Named-object pointing records

## START

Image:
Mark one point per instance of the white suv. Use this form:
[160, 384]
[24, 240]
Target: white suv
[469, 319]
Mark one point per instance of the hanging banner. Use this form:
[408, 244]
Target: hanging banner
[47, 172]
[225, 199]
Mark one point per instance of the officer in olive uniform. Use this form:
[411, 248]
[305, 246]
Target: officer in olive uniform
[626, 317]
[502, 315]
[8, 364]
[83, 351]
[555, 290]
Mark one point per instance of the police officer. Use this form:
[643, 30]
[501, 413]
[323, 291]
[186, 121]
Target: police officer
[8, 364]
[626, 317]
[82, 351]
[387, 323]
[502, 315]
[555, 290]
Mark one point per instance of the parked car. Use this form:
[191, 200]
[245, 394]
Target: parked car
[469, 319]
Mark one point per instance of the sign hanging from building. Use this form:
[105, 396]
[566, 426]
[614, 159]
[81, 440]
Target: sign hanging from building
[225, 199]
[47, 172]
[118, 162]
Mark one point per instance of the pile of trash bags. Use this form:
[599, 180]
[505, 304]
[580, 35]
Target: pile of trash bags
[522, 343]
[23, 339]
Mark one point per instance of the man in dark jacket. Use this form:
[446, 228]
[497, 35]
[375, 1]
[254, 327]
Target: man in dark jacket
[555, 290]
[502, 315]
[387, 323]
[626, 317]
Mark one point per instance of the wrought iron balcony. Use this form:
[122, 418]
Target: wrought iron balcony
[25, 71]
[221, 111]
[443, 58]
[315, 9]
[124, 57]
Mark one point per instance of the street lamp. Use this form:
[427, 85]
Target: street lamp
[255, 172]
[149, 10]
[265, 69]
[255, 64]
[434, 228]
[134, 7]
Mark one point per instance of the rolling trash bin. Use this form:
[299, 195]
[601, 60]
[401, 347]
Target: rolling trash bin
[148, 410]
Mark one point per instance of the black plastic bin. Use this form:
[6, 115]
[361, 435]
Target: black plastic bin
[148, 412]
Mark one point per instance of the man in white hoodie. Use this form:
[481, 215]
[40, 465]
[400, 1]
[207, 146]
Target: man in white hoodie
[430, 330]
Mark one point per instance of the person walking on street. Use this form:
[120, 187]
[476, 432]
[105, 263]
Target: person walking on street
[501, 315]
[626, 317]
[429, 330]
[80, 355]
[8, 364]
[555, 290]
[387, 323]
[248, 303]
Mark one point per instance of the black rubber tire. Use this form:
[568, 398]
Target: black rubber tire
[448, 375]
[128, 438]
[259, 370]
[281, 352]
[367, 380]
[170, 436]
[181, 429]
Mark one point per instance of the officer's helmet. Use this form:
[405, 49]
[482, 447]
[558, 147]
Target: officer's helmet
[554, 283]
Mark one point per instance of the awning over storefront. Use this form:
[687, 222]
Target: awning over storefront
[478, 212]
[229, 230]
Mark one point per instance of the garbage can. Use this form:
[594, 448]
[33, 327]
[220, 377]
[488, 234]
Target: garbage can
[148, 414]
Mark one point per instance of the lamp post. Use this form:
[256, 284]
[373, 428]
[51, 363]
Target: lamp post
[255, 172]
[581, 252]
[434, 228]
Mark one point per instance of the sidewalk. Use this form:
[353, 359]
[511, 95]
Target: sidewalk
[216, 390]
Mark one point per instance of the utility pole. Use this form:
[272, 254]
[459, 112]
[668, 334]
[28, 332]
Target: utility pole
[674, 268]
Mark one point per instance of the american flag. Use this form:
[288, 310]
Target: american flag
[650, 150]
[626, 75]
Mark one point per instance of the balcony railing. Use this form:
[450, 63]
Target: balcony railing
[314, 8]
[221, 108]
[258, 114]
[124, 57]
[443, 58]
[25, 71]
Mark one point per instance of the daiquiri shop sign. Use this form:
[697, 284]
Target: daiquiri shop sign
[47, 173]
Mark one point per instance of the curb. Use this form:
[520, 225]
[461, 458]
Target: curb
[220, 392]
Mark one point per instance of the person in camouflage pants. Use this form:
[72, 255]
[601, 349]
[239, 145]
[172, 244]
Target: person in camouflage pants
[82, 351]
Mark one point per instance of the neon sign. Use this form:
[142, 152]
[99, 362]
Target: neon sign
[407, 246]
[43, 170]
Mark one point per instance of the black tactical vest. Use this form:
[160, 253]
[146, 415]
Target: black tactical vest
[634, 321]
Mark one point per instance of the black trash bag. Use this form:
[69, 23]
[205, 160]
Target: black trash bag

## END

TASK BRIEF:
Repeat exactly the lines from the line containing "Mark one point per instance of the daiquiri" through the end of the listing above; both boundary lines are part of the output.

COMPLETE RESPONSE:
Mark one point per instance of the daiquiri shop sign. Use this form:
[697, 284]
Target: daiquiri shop sign
[47, 173]
Mark one point per instance of the curb. Use this form:
[520, 225]
[461, 458]
Target: curb
[220, 392]
Mark one point per instance of the person in camouflage pants. Use this form:
[72, 255]
[601, 349]
[239, 145]
[172, 244]
Target: person in camouflage pants
[82, 351]
Mark one point per instance of the neon sign. Use this form:
[142, 152]
[99, 362]
Target: neon sign
[407, 246]
[43, 170]
Mark one point per instance of the black tactical vest. Use this form:
[160, 253]
[146, 415]
Target: black tactical vest
[634, 321]
Mark one point per instance of the black trash bag. Use this form:
[69, 23]
[205, 160]
Target: black trash bag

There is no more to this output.